*GIVEN PASSAGE*

# Primetel Pricing



## MacManiac (Jan 25, 2012)

There are comments on this forum and other forums about the price advantages of moving from Cyta to Primetel. However, unless I am missing something, it appears that Primetel (a) does not offer an Internet only service and (b) combining it with some form of telephone service (which we do not need or want) is more expensive.

I have checked their website but can find nothing which is cheaper than what we pay Cyta for a 4 Mb service. I seem to remember in the dim and distant pre-Cyprus days of seeing special offers on Primetel, and perhaps that is what prompted the comments.


----------



## buster12 (Oct 9, 2012)

MacManiac said:


> There are comments on this forum and other forums about the price advantages of moving from Cyta to Primetel. However, unless I am missing something, it appears that Primetel (a) does not offer an Internet only service and (b) combining it with some form of telephone service (which we do not need or want) is more expensive.
> 
> I have checked their website but can find nothing which is cheaper than what we pay Cyta for a 4 Mb service. I seem to remember in the dim and distant pre-Cyprus days of seeing special offers on Primetel, and perhaps that is what prompted the comments.


Hello Pete,

I am with Primetel and saving a considerable amount, with landline, Internet and mobile combined. There offers vary month by month - last Internet only offer I saw was actuall 10 euro a month more then may combined package, with 8Mbs speed! So I guess the answer is watch that space and see what offers come up, but they are consistently much cheaper for combination packages. I am certainly happy with my set-up.

Hope this helps someone!

Regards to all,

David


----------



## MacManiac (Jan 25, 2012)

buster12 said:


> Hello Pete,
> 
> I am with Primetel and saving a considerable amount, with landline, Internet and mobile combined. There offers vary month by month - last Internet only offer I saw was actuall 10 euro a month more then may combined package, with 8Mbs speed! So I guess the answer is watch that space and see what offers come up, but they are consistently much cheaper for combination packages. I am certainly happy with my set-up.
> 
> ...


Thanks for your reply, although I hope you are not confusing me or associating me with that "ne-er do well" Pete 

I suspect that the best offers will be for the combined packages that we just do not want or need, but I'll keep an eye on their website from time to time.

*Stored items*
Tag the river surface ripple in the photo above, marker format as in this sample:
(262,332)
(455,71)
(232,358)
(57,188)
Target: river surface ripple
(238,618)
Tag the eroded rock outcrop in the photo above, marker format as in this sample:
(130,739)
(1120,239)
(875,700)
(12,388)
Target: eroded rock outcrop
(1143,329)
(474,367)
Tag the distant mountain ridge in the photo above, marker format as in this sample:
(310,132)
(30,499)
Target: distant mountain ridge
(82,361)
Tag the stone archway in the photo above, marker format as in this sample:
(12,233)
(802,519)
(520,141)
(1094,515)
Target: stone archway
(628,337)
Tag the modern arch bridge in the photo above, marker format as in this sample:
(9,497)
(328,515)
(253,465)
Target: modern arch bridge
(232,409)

--

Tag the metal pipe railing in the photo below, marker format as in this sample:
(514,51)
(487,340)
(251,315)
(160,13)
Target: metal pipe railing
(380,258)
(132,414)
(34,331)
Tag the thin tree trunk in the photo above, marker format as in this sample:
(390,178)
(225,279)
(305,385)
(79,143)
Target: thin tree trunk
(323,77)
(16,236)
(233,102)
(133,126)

*WORK TO DO*
a) In the Primetel pricing thread, what speed of Cyta service does MacManiac currently pay for?
b) Continue the forum thread on Primetel pricing from the point where it stops.

*PER-TASK ANSWERS*
a) A 4 Mb service.

b)
----------



## buster12 (Oct 9, 2012)

MacManiac said:


> Thanks for your reply, although I hope you are not confusing me or associating me with that "ne-er do well" Pete
> 
> I suspect that the best offers will be for the combined packages that we just do not want or need, but I'll keep an eye on their website from time to time.


Hi - er, yes I did confuse you and have no idea why! I guess I need to visit Argaka and buy you a beer in apology!!

But as yOu say, there combo packs seem to be the best value and for me, though I don't need a landline it was cheaper than the alternatives of Internet only and two mobiles by more than 50 percent! 

Best wishes,

David


----------



## MacManiac (Jan 25, 2012)

No apology needed but beer is always welcome  


I was just trying to reduce the amount we pay for the Internet, as our two mobiles cost us next to nothing to run - and a landline would never be used.


----------



## PeteandSylv (Sep 24, 2008)

I've just visited the CYTA site and see that they've changed their pricing structure simplifying what you need to purchase for internet.

As I see it 4 Mb internet subscription is €27.14 per month and on top of that you have to pay €16.44 per month line rental making a total of €43.58 per month.

Primetel offer *8* Mb internet including line rental and mobile phone for €33.33 which is what I have transferred to.

I believe this to be about €10 per month cheaper although the exchange rate in Argaka may differ. :confused2:

The Ne-er do well.


----------



## Veronica (Apr 5, 2008)

PeteandSylv said:


> I believe this to be about €10 per month cheaper although the exchange rate in Argaka may differ. :confused2:
> 
> The Ne-er do well.


Nice to see you back with your sarky humour still intact Pete


----------



## buster12 (Oct 9, 2012)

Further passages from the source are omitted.